- GOAL OF THE EXERCISE -
Which lines of the data below contain the string "gray"? Pick out each one and copy it in full.
----- ROWS
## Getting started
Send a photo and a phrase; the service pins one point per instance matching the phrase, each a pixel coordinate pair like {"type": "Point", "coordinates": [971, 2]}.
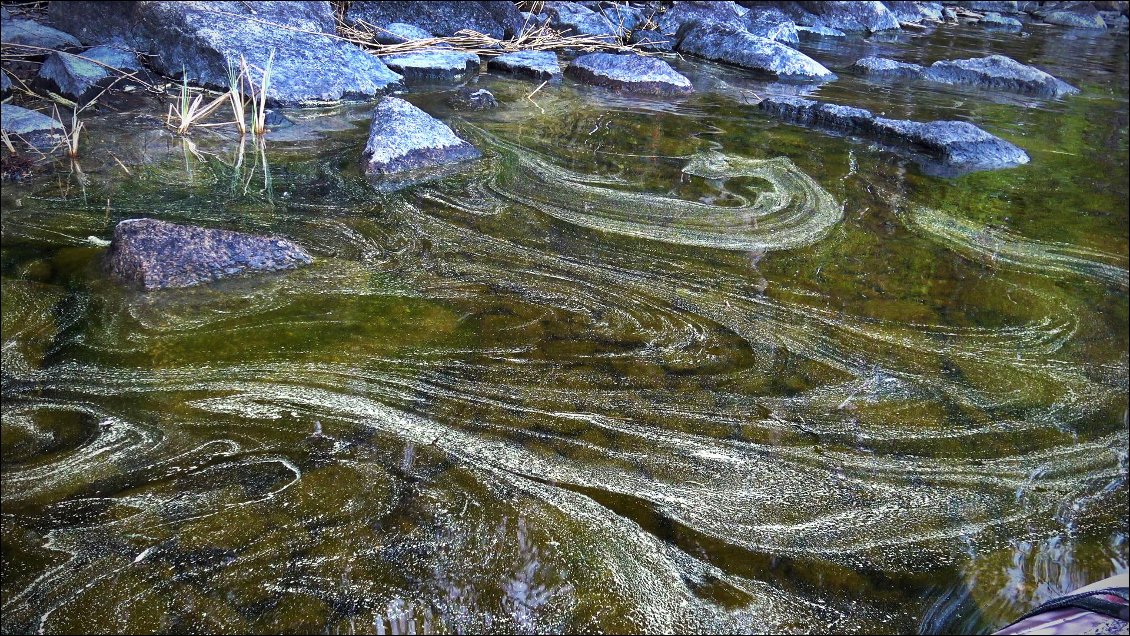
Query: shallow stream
{"type": "Point", "coordinates": [650, 365]}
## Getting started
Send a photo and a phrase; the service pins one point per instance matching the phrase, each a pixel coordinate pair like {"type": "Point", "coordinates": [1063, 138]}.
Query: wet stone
{"type": "Point", "coordinates": [628, 72]}
{"type": "Point", "coordinates": [81, 77]}
{"type": "Point", "coordinates": [403, 138]}
{"type": "Point", "coordinates": [530, 64]}
{"type": "Point", "coordinates": [736, 45]}
{"type": "Point", "coordinates": [154, 254]}
{"type": "Point", "coordinates": [398, 33]}
{"type": "Point", "coordinates": [957, 146]}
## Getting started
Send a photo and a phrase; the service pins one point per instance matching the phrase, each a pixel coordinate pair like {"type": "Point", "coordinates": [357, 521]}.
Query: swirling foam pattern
{"type": "Point", "coordinates": [541, 397]}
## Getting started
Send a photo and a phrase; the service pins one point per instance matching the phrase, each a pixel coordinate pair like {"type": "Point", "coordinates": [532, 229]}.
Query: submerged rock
{"type": "Point", "coordinates": [1079, 15]}
{"type": "Point", "coordinates": [472, 99]}
{"type": "Point", "coordinates": [154, 254]}
{"type": "Point", "coordinates": [957, 146]}
{"type": "Point", "coordinates": [997, 20]}
{"type": "Point", "coordinates": [405, 138]}
{"type": "Point", "coordinates": [993, 72]}
{"type": "Point", "coordinates": [434, 66]}
{"type": "Point", "coordinates": [81, 78]}
{"type": "Point", "coordinates": [771, 23]}
{"type": "Point", "coordinates": [999, 72]}
{"type": "Point", "coordinates": [735, 45]}
{"type": "Point", "coordinates": [496, 18]}
{"type": "Point", "coordinates": [530, 64]}
{"type": "Point", "coordinates": [311, 64]}
{"type": "Point", "coordinates": [34, 34]}
{"type": "Point", "coordinates": [33, 128]}
{"type": "Point", "coordinates": [888, 69]}
{"type": "Point", "coordinates": [629, 72]}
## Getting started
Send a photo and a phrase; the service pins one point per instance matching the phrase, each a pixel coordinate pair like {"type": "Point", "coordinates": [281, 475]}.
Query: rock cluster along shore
{"type": "Point", "coordinates": [75, 49]}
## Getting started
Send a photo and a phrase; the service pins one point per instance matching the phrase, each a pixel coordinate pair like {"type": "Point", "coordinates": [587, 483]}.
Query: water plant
{"type": "Point", "coordinates": [190, 112]}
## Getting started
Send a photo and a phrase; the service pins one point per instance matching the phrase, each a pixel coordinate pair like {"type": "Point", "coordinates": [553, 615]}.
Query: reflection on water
{"type": "Point", "coordinates": [645, 366]}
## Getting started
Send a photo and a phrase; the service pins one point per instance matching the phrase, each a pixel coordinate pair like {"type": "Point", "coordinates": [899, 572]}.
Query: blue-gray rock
{"type": "Point", "coordinates": [405, 138]}
{"type": "Point", "coordinates": [311, 67]}
{"type": "Point", "coordinates": [686, 14]}
{"type": "Point", "coordinates": [862, 16]}
{"type": "Point", "coordinates": [434, 66]}
{"type": "Point", "coordinates": [530, 64]}
{"type": "Point", "coordinates": [735, 45]}
{"type": "Point", "coordinates": [34, 34]}
{"type": "Point", "coordinates": [496, 18]}
{"type": "Point", "coordinates": [398, 33]}
{"type": "Point", "coordinates": [1078, 15]}
{"type": "Point", "coordinates": [914, 11]}
{"type": "Point", "coordinates": [887, 69]}
{"type": "Point", "coordinates": [999, 22]}
{"type": "Point", "coordinates": [154, 254]}
{"type": "Point", "coordinates": [772, 24]}
{"type": "Point", "coordinates": [955, 146]}
{"type": "Point", "coordinates": [999, 72]}
{"type": "Point", "coordinates": [819, 32]}
{"type": "Point", "coordinates": [468, 98]}
{"type": "Point", "coordinates": [81, 77]}
{"type": "Point", "coordinates": [29, 127]}
{"type": "Point", "coordinates": [993, 72]}
{"type": "Point", "coordinates": [573, 18]}
{"type": "Point", "coordinates": [628, 72]}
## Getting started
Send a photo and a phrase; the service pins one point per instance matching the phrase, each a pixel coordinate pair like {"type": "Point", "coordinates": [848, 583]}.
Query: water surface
{"type": "Point", "coordinates": [650, 366]}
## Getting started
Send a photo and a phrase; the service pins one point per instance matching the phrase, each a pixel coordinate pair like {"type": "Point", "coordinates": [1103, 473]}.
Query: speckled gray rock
----------
- RESULT -
Query: blue-gray rock
Query: speckled gray rock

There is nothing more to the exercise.